TEXT PROVIDED:
How To Make A DSL, Hygienically
In this article, I’m going to show you how to implement a DSL like this:
xml version: '1.0', encoding: 'UTF-8'
weather at: @time.iso8601 do
description @description
temperature "#{@temp} C"
wind do
velocity "#{@wind_vel} kts"
direction @wind_direction
end
end
That produces XML like this:
<?xml version="1.0" encoding="UTF-8"?>
<weather at="2016-11-29T22:54:15+11:00">
<description>Bright & sunny.</description>
<temperature>18.3 C</temperature>
<wind>
<velocity>14 kts</velocity>
<direction>SSE</direction>
</wind>
</weather>
Using code like this:
template = RXT::Template.from_file('weather.rxt')
puts template.render(
time: Time.now,
description: 'Bright & sunny.',
temp: 18.3,
wind_vel: 14,
wind_direction: 'SSE',
)
I’ve given this Ruby XML templating language a spicy, exotic name: Ruby XML Template (RXT).
I know, XML doesn’t make for the most exciting DSL, and the usefulness of this particular DSL is questionable. But it will do nicely for the purpose of demonstration. It gives me the opportunity to showcase some of the more bendy, flexible parts of Ruby.
All the code is available on GitHub: tomdalling/ruby_xml_template
What Is A DSL?
Domain Specific Languages (DSLs) are custom-made computer languages, designed to be convenient for specific tasks. The DSL in this article is a shorthand for making XML documents, instead of something like this:
document = Ox::Document.new(version: '1.0', encoding: 'UTF-8')
weather = Ox::Element.new('weather')
document << weather
description = Ox::Element.new('description')

GIVEN RECORDS:

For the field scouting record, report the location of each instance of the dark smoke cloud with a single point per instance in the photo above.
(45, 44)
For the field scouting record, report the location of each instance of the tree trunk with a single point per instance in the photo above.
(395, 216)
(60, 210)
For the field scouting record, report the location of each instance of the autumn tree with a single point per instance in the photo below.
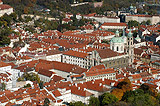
(78, 103)
(46, 102)
(125, 85)
(118, 93)
(108, 98)
(93, 101)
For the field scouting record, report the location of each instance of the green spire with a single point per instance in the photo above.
(130, 34)
(117, 33)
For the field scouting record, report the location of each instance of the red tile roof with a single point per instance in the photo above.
(100, 72)
(76, 54)
(114, 24)
(4, 6)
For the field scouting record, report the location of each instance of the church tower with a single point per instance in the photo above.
(130, 47)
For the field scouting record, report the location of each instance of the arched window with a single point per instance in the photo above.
(121, 48)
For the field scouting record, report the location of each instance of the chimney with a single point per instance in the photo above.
(112, 83)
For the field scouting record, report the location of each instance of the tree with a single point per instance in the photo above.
(142, 100)
(46, 102)
(78, 103)
(108, 98)
(26, 86)
(125, 85)
(133, 23)
(93, 101)
(149, 88)
(118, 93)
(3, 86)
(41, 85)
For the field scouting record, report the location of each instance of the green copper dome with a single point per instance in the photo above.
(137, 38)
(117, 40)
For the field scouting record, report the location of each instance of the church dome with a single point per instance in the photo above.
(117, 40)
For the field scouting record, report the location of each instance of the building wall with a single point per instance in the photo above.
(63, 74)
(5, 69)
(44, 78)
(113, 27)
(56, 57)
(118, 47)
(116, 62)
(153, 19)
(82, 62)
(111, 76)
(80, 98)
(6, 11)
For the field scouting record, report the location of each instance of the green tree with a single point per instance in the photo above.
(3, 86)
(46, 102)
(93, 101)
(108, 98)
(26, 86)
(41, 85)
(78, 103)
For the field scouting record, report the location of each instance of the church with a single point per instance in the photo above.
(5, 9)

TASKS TO PERFORM:
1 - In the DSL article above, rewrite the paragraph beginning "I know, XML doesn't make for" as a short bulleted list that keeps its main points.
2 - According to the DSL article, what name did the author give the Ruby XML templating language?
3 - List every keyword argument passed to `template.render` in the DSL article's Ruby code.

ANSWERS TO EACH TASK:
1 -
- XML isn't the most exciting DSL.
- This particular DSL has questionable usefulness.
- It works well enough for demonstration.
- It shows off some of Ruby's more bendy, flexible parts.

2 - Ruby XML Template (RXT).

3 -
- time
- description
- temp
- wind_vel
- wind_direction